▶ ABOUT THIS TASK
The records below are to be retyped in full, without any alteration.

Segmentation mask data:
=====
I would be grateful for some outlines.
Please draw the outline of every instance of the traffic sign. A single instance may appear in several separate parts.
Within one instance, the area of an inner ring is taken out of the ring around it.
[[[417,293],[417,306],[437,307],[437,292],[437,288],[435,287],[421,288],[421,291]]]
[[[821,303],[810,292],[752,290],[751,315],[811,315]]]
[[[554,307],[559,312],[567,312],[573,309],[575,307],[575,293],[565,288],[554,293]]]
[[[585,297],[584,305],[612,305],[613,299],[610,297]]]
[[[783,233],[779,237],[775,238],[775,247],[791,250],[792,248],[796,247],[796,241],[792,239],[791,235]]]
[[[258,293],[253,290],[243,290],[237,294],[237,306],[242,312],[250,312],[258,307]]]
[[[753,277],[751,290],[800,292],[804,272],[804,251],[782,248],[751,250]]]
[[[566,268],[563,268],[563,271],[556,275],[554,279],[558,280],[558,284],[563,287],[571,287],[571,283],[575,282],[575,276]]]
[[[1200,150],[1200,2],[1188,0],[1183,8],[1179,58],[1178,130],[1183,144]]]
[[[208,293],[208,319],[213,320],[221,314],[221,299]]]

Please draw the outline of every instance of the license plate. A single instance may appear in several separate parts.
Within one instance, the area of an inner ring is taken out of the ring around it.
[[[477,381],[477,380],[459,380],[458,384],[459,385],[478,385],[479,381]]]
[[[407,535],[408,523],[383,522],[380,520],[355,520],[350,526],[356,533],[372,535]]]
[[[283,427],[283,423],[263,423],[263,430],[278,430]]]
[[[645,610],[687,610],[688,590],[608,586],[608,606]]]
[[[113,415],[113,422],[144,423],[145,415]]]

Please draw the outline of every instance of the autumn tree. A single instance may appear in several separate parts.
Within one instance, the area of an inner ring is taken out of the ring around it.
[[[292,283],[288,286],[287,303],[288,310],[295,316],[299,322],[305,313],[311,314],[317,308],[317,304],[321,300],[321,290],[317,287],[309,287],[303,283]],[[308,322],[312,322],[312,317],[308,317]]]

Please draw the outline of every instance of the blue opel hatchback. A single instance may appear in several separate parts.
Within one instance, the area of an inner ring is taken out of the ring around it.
=====
▶ FINISHED EXERCISE
I would be grateful for some outlines.
Please draw the outline of every instance of the traffic sign. A single instance may appear in several separate parts.
Within one instance, the area of an inner ring is taken out of the ring around it.
[[[417,293],[417,306],[437,307],[437,292],[437,288],[435,287],[421,288],[421,291]]]
[[[821,303],[810,292],[752,290],[751,315],[811,315]]]
[[[554,307],[559,312],[567,312],[573,309],[575,307],[575,293],[565,288],[554,293]]]
[[[585,297],[584,305],[612,305],[613,299],[610,297]]]
[[[783,233],[779,237],[775,238],[775,247],[791,250],[792,248],[796,247],[796,241],[792,239],[791,235]]]
[[[258,293],[253,290],[243,290],[237,294],[237,306],[242,312],[250,312],[258,307]]]
[[[753,277],[751,290],[800,292],[804,272],[804,251],[782,248],[751,250]]]
[[[566,268],[563,268],[563,271],[556,275],[554,279],[558,280],[558,284],[563,287],[571,287],[571,283],[575,282],[575,276]]]
[[[1200,150],[1200,2],[1188,0],[1183,8],[1179,58],[1178,130],[1183,144]]]
[[[208,293],[208,319],[213,320],[221,314],[221,299]]]

Please draw the outline of every instance of the license plate. A single instance may appear in several separate parts.
Within one instance, the area of an inner ring is taken out of the ring around it.
[[[477,381],[477,380],[459,380],[458,384],[459,385],[478,385],[479,381]]]
[[[407,535],[408,523],[383,522],[380,520],[355,520],[350,526],[356,533],[372,535]]]
[[[283,427],[283,423],[263,423],[263,430],[278,430]]]
[[[645,610],[687,610],[688,590],[608,586],[608,606]]]
[[[113,415],[113,422],[144,423],[145,415]]]

Please draw the outline of every instance of the autumn tree. A single instance may appear in several separate parts.
Within one instance, the area of an inner ring is taken out of the ring around it.
[[[292,283],[288,286],[287,303],[288,310],[295,316],[299,322],[305,313],[311,314],[317,308],[317,304],[321,300],[321,290],[317,287],[309,287],[303,283]],[[308,322],[312,322],[312,317],[308,317]]]

Please draw the outline of every instance of the blue opel hatchback. A single instance may appear in several separate parts.
Within one instance, the area of an inner ring is taken out of the ring around it.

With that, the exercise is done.